** begin **
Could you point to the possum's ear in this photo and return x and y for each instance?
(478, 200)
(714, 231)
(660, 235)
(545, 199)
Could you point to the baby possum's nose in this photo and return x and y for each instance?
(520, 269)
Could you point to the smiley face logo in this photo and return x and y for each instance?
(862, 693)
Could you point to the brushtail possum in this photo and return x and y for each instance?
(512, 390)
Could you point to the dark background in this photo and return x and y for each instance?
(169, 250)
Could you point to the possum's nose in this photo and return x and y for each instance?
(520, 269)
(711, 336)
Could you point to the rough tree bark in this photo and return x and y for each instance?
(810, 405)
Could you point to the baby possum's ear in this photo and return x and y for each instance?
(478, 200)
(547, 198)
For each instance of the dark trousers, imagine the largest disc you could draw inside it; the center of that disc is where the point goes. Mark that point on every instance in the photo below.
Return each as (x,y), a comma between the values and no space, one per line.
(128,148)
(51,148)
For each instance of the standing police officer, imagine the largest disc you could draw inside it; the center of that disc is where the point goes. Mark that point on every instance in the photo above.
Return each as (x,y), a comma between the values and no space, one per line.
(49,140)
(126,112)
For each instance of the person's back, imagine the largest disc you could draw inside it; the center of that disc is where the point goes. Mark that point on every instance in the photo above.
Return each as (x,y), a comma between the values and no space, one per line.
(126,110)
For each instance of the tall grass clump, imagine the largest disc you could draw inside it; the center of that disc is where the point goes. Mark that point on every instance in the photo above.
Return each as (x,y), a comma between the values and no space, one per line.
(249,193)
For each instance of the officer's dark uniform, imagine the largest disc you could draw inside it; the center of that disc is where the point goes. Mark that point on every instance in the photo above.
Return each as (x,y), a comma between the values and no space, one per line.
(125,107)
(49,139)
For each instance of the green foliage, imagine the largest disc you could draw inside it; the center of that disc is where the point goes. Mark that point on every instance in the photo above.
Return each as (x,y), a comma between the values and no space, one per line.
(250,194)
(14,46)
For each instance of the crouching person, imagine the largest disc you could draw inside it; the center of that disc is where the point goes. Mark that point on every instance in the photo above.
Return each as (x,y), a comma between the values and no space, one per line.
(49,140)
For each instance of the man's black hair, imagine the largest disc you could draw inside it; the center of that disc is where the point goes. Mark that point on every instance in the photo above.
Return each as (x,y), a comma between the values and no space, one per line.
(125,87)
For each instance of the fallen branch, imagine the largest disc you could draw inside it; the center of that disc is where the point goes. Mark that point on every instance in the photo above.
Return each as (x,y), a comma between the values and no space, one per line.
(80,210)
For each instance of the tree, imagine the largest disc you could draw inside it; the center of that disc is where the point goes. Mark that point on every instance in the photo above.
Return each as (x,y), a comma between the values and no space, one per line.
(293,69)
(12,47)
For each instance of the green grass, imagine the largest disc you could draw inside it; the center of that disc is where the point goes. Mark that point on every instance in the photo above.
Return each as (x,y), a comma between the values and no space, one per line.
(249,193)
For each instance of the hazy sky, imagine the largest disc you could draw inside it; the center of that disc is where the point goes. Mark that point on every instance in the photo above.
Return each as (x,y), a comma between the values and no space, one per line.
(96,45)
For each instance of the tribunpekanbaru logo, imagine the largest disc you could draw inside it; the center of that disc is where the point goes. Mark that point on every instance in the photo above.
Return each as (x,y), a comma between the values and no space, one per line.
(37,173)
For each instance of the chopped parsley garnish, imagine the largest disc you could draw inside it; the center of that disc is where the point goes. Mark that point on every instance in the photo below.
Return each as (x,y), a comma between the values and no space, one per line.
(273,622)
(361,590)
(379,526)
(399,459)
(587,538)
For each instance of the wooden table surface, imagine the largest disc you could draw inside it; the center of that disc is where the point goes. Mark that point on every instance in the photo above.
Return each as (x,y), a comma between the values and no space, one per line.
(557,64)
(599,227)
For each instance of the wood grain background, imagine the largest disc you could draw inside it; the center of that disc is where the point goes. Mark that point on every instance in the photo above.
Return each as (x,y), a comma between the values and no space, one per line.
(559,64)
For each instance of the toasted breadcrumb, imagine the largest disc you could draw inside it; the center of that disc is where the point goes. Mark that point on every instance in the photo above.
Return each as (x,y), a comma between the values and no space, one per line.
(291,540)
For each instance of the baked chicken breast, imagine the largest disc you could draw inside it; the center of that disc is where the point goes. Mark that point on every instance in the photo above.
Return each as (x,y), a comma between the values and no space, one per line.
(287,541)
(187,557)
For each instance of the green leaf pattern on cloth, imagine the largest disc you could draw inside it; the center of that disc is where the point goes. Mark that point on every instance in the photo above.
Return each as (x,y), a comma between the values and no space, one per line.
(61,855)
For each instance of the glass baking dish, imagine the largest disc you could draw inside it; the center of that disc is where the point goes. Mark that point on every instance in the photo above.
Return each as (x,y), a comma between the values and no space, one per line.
** end **
● **DIRECTIONS FOR THIS TASK**
Reproduce all of the records above verbatim, line for line.

● **ANSWER FOR THIS EXERCISE**
Could you point to the possum's ear in this photo and return x and y for each instance?
(478, 200)
(714, 231)
(660, 235)
(545, 199)
Could you point to the baby possum's nose in this photo and return x and y for each instance?
(520, 269)
Could you point to the smiley face logo in this photo and return x and y for each instance?
(862, 693)
Could you point to the brushtail possum in this photo and return x and y for each instance?
(512, 390)
Could you point to the dark background in this photo and return x and y for each instance?
(169, 250)
Could you point to the possum's nose in this photo and return x and y for each instance?
(520, 269)
(711, 336)
Could you point to the rough tree bark in this photo and return x and y for each instance?
(810, 405)
Could you point to the baby possum's ear in this photo and return x and y for each instance?
(478, 200)
(547, 198)
For each instance of the dark trousers, imagine the largest disc you could draw inside it; the center of that disc is where the point goes. Mark that point on every instance in the photo below.
Return each as (x,y), a comma between the values and no space, one per line.
(128,148)
(51,148)
For each instance of the standing police officer, imagine the largest disc you could draw inside it; the center of that disc is where the point goes. Mark that point on every instance in the photo above.
Return each as (x,y), a comma between the values and no space, one per line.
(49,140)
(126,112)
For each instance of the person's back, imagine the largest disc you could draw inside it; the center of that disc is where the point goes. Mark that point on every instance in the photo above.
Return each as (x,y), a comma between the values and no space, one per line.
(126,110)
For each instance of the tall grass clump, imagine the largest disc you could draw inside it; the center of that disc is where the point goes. Mark that point on every instance in the photo above.
Return each as (x,y), a comma between the values and no space, one per line.
(249,193)
For each instance of the officer's dark uniform, imagine the largest disc you could draw inside it; the center of that disc is where the point goes. Mark that point on every instance in the photo above.
Return each as (x,y), a comma between the values and no space, one per line.
(125,107)
(49,139)
For each instance of the green foliage, imagine the largest disc you could draw inside it; the center of that disc is where the point goes. Mark that point on every instance in the photo above.
Return each as (x,y), a comma between the values and no space, one per line.
(250,194)
(14,46)
For each instance of the crouching person, imagine the largest disc you could draw inside it; the center of that disc is where the point goes. Mark that point on every instance in the photo above.
Return each as (x,y), a comma between the values and no space, one per line.
(49,140)
For each instance of the man's black hair, imagine the largest disc you could draw inside it; the center of that disc is where the point goes. Mark that point on every instance in the photo above.
Return each as (x,y), a comma between the values and no space, one per line.
(125,87)
For each instance of the fallen branch, imagine the largest disc you could draw inside it; the center of that disc is where the point goes. Mark that point on every instance in the photo above.
Return each as (x,y), a comma between the values and no space, one per line.
(80,210)
For each instance of the tree, imagine the largest disc you could draw inside it; the center of that disc is where the point goes. Mark that point on every instance in the photo above.
Return each as (x,y), a comma between the values and no space, one per line.
(293,69)
(12,47)
For each instance of the green grass, imagine the largest disc you could draw inside it; the center of that disc is where the point goes. Mark that point on every instance in the photo above.
Return each as (x,y), a comma between the values and no space, one per line.
(249,193)
For each instance of the hazy sky, imagine the largest disc you could draw inside it; the center of that disc is where the point goes. Mark that point on every instance in the photo above.
Return each as (x,y), a comma between the values and no space, one per line.
(96,45)
For each instance of the tribunpekanbaru logo, imagine the largest disc you could draw inside it; the center of that disc is where the point goes. Mark that point on every instance in the photo above.
Return each as (x,y), a comma between the values and no space, one per line.
(37,173)
For each instance of the chopped parsley garnish, imagine the largest disc you could draw inside it; the center of that disc is where the point goes. Mark that point on every instance in the photo below.
Return each as (x,y), a comma between the values and no space, one per line.
(273,622)
(361,590)
(379,526)
(399,459)
(587,538)
For each instance of the wooden table surface, imagine the largest disc you could draw inside it; the center of that disc is where the point goes. Mark that point on every instance in the photo above.
Return each as (x,y), a comma between the values and no space, one per line.
(557,64)
(599,227)
For each instance of the wood grain background, imagine the largest disc you could draw inside it; the center of that disc is where the point goes. Mark that point on every instance in the photo above.
Return each as (x,y), a comma between the values and no space, one per line.
(559,64)
For each instance of the toasted breadcrumb, imagine the largest disc you could draw inside it; the center of that disc is where the point goes. Mark that point on every instance in the photo above.
Return each as (x,y), a comma between the values and no space, one per line.
(291,540)
For each instance of the baked chicken breast, imagine the largest disc you could draw inside it; the center of that disc is where the point goes. Mark that point on every instance in the photo above.
Return each as (x,y), a comma between the values and no space, one per line.
(287,541)
(187,557)
For each instance of the green leaf pattern on cloth, imagine the largest disc you could draw inside it; the center of that disc is where the point goes. Mark that point on every instance in the photo above.
Return each as (x,y), a comma between the values and no space, one per line.
(61,855)
For each instance of the glass baking dish, imagine the largest disc you could draw inside it; the center of that disc is where the point goes. Mark that point on every instance in the photo above.
Return each as (x,y), a comma between the values and no space, one per line.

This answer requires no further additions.